Would you reproduce the data below exactly, please, leaving out its images?

● ● ● ● ●

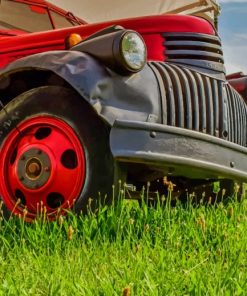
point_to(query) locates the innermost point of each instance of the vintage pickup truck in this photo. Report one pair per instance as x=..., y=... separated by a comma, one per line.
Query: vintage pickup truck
x=133, y=93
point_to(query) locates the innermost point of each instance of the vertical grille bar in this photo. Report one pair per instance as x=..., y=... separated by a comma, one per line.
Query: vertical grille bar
x=195, y=101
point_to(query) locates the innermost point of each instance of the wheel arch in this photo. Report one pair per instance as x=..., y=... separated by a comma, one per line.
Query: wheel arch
x=15, y=83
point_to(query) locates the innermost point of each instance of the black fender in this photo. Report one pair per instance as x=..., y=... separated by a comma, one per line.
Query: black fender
x=113, y=96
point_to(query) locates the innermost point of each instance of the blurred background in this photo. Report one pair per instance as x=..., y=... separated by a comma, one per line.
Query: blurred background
x=232, y=29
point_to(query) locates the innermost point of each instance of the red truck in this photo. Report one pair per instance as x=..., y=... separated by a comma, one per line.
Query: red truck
x=135, y=98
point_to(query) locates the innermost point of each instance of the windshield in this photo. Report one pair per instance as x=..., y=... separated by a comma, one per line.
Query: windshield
x=119, y=9
x=29, y=16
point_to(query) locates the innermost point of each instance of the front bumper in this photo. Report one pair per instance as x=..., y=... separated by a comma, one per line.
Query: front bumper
x=178, y=152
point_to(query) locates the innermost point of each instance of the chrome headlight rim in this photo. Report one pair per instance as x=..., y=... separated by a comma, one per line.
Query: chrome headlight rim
x=124, y=61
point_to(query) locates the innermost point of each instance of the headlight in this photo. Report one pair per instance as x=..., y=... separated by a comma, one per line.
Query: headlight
x=123, y=51
x=133, y=51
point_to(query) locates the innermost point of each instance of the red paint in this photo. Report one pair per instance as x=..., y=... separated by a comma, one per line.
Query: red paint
x=67, y=182
x=240, y=84
x=38, y=9
x=150, y=27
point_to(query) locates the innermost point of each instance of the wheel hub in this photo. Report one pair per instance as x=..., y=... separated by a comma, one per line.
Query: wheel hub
x=34, y=168
x=42, y=164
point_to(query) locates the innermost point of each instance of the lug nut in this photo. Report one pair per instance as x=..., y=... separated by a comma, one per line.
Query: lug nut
x=46, y=169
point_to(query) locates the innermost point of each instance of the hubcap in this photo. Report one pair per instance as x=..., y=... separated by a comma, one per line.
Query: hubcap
x=42, y=165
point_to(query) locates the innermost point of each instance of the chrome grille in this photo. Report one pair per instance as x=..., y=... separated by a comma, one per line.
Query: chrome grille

● ● ● ● ●

Expected answer:
point_to(query) locates the innermost point of each instance of the vintage pickup truck in this photo. Report one pair per instance as x=..., y=... separated by a comma, one per line.
Query: vintage pickup truck
x=133, y=93
point_to(query) locates the innermost point of each instance of the vertical grille bar in this photo. Report one pair per instance as x=..., y=... separated by a comma, one per line.
Query: vertical grille bar
x=195, y=101
point_to(query) locates the innermost point of each instance of the wheel arch in this photo. Report one pair per instance as x=..., y=... separated by a comma, one per line.
Query: wheel arch
x=15, y=83
point_to(query) locates the innermost point of each instance of the black fender in this photo. Report one pair per instance as x=..., y=... separated by a comma, one per line.
Query: black fender
x=113, y=96
point_to(query) locates the innermost point of each instance of the blurred background in this photo. Report one pair per instance as x=..., y=... separated by a comma, one per line.
Query: blurred background
x=232, y=29
point_to(query) locates the innermost point of each instance of the red truck in this photo. Report one pair per instance as x=..., y=... separated by a comma, one per line.
Query: red truck
x=135, y=98
point_to(query) locates the innermost point of each instance of the windshield in this photo. Report one pair per instance as x=..., y=... separated by a comma, one per line.
Query: windshield
x=119, y=9
x=29, y=16
point_to(query) locates the innermost point of each instance of the front bumper in this photo. Report one pair per instance as x=..., y=... separated by a comma, one per line.
Query: front bumper
x=178, y=152
point_to(query) locates the innermost point of each instance of the chrome headlight rim in this photo. Report one pair per instance as x=..., y=... separated by a comma, one per line.
Query: chrome headlight rim
x=124, y=61
point_to(query) locates the innermost point of each instance of the headlight in this photo. Report one pair per instance as x=..., y=... separated by a comma, one per line.
Query: headlight
x=123, y=51
x=133, y=51
point_to(query) locates the innermost point of each instance of the red paint in this photo. Report one pair per instance as x=..., y=... separated by a comma, one per line.
Query: red paint
x=67, y=182
x=240, y=84
x=38, y=9
x=150, y=27
point_to(query) locates the innermost point of each instance of the wheel hub in this photo. Report one pair per instance as x=..., y=... separated by a comma, one per line.
Query: wheel hub
x=34, y=168
x=42, y=164
point_to(query) locates the innermost point of each instance of the lug nut in this photo. Report one pair per instance as x=..., y=... separated by a comma, one per line.
Query: lug nut
x=46, y=169
point_to(query) locates the innermost point of each instance of the hubcap in this photo. Report one pair per instance as x=..., y=... separated by a comma, one per line.
Query: hubcap
x=42, y=165
point_to(query) locates the innermost point of each instance of the chrome grille in this photo. Report one pair per instance as x=..., y=... separated by a comma, one per line.
Query: chrome grille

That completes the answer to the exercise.